# Aim of the task
Reproduce the listing below line for line, omitting the pictures.

===== Data for this exercise =====

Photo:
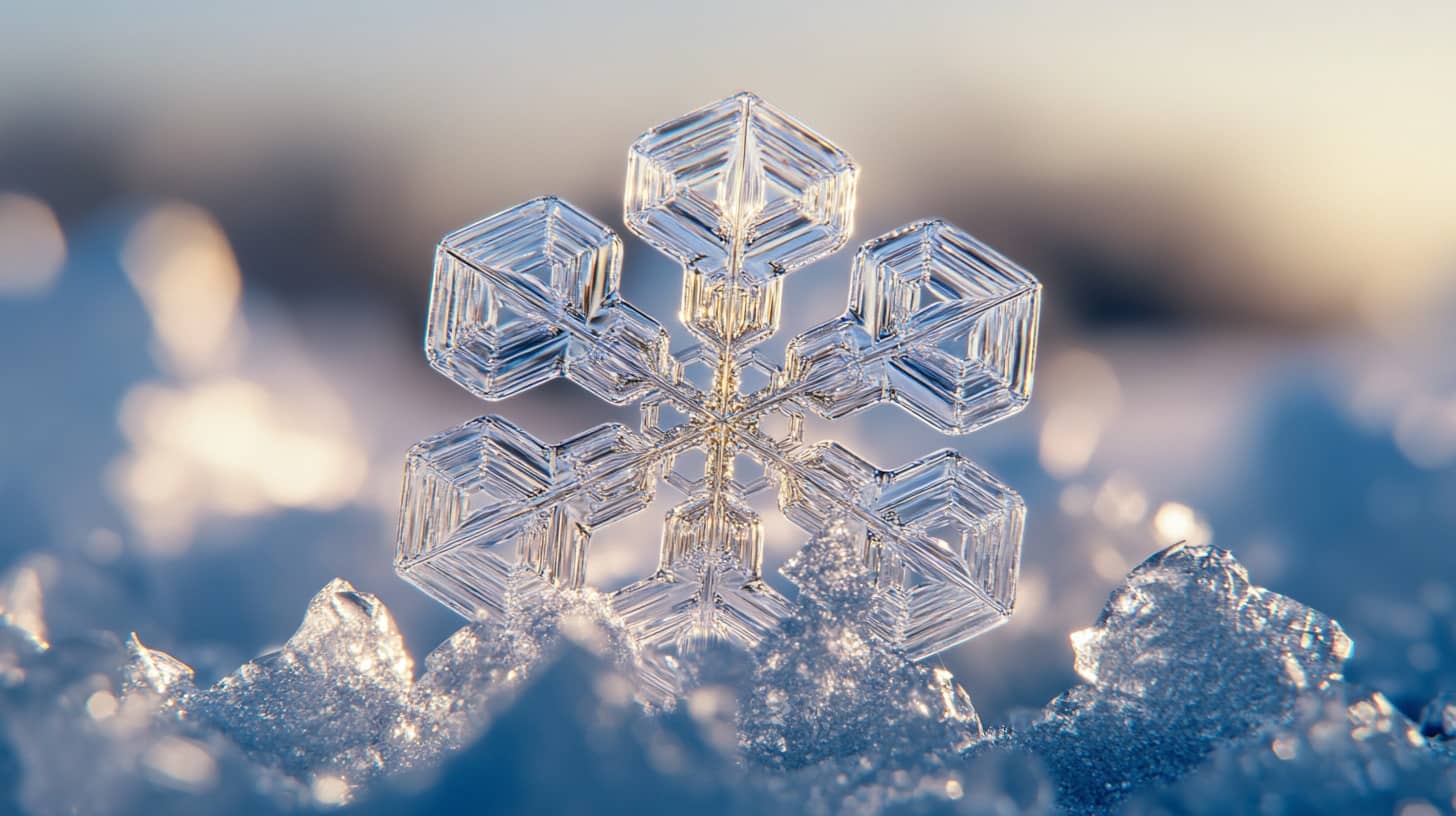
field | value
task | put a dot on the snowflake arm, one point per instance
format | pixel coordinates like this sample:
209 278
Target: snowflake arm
740 194
938 324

=====

# Answer for the task
Photo:
field | value
task | put a dot on the snowflake arm, one point per instance
format | pixel coordinates like this sample:
209 278
Target: snowflake arm
740 194
938 324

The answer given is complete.